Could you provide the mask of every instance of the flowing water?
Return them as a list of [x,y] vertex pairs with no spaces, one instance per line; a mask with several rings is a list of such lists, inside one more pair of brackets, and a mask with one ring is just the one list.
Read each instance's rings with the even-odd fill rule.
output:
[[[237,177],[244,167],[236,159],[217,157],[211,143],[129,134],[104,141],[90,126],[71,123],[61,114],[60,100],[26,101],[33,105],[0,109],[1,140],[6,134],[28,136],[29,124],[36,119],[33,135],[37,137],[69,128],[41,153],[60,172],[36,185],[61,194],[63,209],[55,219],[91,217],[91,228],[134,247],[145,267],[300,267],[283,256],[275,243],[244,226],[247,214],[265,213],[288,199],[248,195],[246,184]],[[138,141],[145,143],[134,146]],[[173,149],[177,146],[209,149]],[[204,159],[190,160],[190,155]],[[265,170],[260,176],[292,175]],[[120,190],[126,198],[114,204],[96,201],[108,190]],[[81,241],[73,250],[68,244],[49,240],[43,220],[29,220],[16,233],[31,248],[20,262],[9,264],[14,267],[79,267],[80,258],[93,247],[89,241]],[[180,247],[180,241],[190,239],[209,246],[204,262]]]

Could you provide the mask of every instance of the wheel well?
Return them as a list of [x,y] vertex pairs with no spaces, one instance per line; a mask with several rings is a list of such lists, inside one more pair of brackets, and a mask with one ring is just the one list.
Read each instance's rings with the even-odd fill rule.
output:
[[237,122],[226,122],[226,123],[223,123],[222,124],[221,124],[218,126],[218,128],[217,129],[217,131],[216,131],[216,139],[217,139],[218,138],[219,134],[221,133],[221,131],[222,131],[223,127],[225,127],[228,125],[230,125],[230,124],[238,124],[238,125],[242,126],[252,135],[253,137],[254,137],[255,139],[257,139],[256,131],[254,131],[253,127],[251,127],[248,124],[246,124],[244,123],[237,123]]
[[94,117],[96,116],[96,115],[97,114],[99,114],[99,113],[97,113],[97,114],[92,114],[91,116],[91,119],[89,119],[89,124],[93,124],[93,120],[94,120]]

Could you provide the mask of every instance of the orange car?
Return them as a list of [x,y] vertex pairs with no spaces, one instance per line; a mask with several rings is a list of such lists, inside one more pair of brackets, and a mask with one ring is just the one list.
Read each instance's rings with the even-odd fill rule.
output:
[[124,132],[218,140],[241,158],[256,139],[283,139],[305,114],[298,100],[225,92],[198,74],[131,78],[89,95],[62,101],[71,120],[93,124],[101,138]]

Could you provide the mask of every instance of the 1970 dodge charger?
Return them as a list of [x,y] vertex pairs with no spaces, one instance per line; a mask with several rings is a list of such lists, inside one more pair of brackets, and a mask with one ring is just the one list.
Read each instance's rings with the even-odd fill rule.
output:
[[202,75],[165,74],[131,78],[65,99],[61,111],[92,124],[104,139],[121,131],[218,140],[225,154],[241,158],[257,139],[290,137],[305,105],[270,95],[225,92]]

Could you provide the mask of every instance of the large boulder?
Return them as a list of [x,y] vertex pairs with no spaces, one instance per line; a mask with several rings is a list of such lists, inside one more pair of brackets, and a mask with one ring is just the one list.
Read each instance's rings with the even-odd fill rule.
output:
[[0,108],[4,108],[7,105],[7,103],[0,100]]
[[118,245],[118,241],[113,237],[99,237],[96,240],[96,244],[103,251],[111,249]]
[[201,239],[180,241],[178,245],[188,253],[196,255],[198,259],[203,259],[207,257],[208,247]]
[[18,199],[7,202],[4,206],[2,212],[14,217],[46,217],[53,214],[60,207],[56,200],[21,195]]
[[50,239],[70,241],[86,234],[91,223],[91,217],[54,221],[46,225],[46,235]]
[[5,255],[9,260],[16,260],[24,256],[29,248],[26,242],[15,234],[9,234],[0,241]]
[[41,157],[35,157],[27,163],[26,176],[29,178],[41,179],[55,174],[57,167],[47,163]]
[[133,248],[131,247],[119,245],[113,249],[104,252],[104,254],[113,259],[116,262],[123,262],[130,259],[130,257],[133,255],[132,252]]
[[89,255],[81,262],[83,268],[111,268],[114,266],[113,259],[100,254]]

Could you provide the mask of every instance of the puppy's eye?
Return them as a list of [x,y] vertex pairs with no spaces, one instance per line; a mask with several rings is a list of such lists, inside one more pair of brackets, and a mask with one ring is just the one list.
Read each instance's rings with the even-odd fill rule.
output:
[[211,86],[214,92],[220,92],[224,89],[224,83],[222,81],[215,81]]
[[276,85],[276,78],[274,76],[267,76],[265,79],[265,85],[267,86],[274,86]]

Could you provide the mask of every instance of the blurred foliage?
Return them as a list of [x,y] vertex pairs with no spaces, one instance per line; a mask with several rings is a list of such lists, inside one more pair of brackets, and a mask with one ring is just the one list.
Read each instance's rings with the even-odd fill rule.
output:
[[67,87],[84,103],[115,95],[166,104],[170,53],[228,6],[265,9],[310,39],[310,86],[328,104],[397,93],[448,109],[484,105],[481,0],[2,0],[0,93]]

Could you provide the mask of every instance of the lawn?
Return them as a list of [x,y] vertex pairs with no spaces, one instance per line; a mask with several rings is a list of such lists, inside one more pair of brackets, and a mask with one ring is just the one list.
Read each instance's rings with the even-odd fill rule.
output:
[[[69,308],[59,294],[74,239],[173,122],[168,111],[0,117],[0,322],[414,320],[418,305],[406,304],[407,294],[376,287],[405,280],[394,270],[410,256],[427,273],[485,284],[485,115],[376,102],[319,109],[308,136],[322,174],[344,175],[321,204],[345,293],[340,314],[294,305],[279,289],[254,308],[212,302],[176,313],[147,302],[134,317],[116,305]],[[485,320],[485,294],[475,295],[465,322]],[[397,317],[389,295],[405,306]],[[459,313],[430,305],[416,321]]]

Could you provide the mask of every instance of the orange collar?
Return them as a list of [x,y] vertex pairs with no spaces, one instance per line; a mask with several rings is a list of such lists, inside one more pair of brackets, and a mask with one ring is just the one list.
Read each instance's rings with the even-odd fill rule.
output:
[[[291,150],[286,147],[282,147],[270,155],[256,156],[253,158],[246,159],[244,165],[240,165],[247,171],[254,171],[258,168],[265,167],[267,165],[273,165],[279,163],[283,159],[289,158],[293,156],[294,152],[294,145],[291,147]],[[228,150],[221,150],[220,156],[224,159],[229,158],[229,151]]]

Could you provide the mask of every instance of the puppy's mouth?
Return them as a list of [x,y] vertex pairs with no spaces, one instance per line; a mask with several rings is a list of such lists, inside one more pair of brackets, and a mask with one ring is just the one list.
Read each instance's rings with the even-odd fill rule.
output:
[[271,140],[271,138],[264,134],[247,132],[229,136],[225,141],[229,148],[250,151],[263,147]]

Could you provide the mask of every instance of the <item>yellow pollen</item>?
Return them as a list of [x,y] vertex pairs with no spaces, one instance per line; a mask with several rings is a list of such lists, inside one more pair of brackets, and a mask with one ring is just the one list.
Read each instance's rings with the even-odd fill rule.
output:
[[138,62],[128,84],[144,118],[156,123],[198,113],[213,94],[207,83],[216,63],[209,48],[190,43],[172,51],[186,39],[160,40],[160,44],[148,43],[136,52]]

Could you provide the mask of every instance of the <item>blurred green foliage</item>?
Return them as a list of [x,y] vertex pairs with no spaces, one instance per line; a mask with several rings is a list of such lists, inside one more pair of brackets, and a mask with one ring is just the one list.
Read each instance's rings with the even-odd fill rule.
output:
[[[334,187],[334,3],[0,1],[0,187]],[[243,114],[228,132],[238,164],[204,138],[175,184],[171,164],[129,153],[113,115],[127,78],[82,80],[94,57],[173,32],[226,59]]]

####################

> _EXERCISE DIRECTIONS_:
How many lines in the rows above contain the string "item"? Give the number alone.

> _PROBLEM SOLUTION_:
2